- _Written task_: Please copy out the lines below word for word, leaving every character unchanged.

· · · · ·

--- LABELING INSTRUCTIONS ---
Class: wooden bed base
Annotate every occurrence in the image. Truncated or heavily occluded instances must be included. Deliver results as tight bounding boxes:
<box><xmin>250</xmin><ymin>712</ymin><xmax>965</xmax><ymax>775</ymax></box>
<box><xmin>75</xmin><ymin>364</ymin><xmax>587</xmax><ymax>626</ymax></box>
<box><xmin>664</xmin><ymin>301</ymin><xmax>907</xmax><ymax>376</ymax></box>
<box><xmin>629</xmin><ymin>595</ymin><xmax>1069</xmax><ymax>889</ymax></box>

· · · · ·

- _The answer_:
--- LABELING INSTRUCTIONS ---
Class: wooden bed base
Annotate every occurrence in the image. Truncated or heavily occluded instances must be included. Deliver results as tight bounding boxes:
<box><xmin>250</xmin><ymin>712</ymin><xmax>965</xmax><ymax>775</ymax></box>
<box><xmin>75</xmin><ymin>364</ymin><xmax>587</xmax><ymax>626</ymax></box>
<box><xmin>664</xmin><ymin>301</ymin><xmax>907</xmax><ymax>376</ymax></box>
<box><xmin>629</xmin><ymin>595</ymin><xmax>1069</xmax><ymax>889</ymax></box>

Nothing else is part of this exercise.